Set exercise — Report every line in the material below that contains the word "glass".

[Records from a data source]
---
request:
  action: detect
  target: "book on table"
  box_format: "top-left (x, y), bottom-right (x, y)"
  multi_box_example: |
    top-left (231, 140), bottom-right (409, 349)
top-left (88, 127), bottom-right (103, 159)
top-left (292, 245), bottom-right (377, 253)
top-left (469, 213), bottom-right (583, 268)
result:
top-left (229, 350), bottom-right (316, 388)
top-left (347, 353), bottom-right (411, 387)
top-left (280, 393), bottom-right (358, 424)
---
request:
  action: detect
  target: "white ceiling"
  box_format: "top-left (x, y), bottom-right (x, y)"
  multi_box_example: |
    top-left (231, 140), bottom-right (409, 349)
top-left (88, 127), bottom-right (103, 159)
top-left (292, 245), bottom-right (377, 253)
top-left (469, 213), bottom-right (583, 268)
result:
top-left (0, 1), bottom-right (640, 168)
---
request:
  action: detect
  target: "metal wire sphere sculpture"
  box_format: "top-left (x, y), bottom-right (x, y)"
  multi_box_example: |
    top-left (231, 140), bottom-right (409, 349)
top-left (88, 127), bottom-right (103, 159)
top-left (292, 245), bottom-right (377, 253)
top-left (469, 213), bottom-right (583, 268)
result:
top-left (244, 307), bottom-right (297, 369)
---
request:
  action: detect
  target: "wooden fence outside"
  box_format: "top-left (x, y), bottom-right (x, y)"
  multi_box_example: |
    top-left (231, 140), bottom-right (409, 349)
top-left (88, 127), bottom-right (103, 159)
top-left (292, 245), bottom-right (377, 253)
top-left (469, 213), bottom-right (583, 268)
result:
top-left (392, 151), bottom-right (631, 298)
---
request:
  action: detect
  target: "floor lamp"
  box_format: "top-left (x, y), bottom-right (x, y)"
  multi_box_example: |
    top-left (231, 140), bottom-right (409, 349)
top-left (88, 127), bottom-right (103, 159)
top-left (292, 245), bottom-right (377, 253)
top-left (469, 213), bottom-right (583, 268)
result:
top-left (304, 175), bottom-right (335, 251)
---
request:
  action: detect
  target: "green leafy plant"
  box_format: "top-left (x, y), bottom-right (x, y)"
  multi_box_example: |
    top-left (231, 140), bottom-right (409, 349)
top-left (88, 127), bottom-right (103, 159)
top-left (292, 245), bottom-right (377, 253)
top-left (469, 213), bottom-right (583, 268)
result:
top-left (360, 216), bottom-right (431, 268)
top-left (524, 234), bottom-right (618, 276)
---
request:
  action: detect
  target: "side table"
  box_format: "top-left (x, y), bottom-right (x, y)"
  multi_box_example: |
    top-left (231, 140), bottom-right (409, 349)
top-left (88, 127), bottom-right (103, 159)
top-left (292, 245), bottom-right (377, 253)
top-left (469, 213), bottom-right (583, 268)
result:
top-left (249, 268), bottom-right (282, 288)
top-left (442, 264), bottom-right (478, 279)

==

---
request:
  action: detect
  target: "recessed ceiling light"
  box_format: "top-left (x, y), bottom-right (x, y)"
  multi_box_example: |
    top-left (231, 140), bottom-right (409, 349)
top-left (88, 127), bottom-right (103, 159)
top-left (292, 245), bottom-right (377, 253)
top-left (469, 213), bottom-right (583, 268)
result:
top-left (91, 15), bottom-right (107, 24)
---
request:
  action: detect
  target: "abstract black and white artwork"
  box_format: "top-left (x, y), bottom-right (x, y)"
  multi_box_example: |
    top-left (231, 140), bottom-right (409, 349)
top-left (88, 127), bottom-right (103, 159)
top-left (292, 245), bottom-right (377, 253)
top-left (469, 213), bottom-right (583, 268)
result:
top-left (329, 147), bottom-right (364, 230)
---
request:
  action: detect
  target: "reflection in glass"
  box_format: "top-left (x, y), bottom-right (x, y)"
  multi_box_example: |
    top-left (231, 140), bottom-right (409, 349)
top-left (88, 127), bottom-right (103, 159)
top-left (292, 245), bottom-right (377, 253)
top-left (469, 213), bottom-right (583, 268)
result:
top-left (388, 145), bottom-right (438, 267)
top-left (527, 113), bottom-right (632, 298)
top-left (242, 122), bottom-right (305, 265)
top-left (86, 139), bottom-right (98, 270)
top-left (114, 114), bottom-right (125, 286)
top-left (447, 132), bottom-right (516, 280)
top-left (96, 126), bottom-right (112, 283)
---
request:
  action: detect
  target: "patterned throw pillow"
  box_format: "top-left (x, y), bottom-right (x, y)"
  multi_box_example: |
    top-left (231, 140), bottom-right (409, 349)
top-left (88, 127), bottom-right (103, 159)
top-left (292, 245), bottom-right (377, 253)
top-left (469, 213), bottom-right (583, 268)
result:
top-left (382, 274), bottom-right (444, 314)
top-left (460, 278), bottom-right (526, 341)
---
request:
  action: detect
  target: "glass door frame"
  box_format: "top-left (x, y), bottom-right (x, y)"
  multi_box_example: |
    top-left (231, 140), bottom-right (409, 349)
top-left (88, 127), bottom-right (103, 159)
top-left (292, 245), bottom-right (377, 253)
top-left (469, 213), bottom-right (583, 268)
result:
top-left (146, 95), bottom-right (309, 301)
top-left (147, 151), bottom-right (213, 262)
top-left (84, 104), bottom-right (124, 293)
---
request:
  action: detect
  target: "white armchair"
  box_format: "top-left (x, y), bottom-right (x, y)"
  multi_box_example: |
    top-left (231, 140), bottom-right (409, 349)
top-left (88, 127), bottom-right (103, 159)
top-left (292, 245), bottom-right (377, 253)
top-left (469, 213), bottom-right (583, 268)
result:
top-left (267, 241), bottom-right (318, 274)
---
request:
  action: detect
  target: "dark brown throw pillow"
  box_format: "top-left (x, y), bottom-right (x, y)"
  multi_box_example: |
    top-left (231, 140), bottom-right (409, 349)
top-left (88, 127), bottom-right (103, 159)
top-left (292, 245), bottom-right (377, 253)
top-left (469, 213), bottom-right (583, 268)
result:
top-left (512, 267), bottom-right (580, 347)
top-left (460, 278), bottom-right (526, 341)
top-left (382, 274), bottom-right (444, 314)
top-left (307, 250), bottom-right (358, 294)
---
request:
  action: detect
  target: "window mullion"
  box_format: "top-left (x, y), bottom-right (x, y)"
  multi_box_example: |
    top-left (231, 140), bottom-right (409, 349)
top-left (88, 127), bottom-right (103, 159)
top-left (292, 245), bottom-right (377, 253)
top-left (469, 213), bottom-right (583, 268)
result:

---

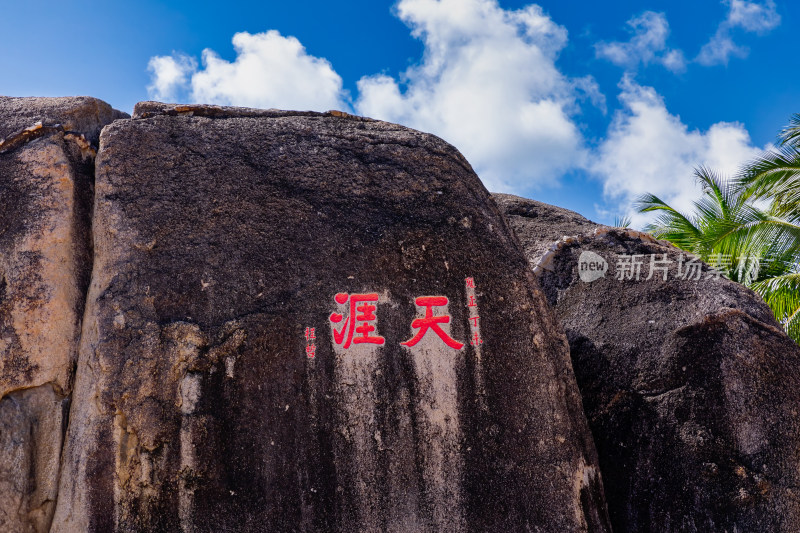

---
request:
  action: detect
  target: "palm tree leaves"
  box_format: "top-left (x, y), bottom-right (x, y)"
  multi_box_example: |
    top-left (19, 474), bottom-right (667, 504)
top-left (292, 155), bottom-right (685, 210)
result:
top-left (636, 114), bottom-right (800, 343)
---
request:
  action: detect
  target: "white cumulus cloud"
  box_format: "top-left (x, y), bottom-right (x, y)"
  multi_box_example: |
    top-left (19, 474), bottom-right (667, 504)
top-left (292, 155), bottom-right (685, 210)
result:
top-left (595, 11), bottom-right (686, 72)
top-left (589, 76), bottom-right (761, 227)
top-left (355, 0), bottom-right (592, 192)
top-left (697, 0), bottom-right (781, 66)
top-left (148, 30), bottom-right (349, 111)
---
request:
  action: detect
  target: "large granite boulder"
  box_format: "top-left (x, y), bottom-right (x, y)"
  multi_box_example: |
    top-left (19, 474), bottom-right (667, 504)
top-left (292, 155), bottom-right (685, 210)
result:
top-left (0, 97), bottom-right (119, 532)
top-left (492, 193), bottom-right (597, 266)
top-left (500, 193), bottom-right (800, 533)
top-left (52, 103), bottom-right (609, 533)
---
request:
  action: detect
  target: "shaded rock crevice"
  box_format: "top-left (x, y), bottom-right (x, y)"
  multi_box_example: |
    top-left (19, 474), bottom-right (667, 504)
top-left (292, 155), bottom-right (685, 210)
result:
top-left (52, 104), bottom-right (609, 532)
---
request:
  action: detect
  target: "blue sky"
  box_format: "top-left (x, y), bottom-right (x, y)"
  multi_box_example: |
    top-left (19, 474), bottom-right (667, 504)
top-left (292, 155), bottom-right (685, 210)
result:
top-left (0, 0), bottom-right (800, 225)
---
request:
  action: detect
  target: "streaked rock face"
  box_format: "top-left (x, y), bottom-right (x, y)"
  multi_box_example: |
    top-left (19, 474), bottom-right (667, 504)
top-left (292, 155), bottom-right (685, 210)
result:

Answer to this problem —
  target: "reflection in glass"
  target: "glass door frame"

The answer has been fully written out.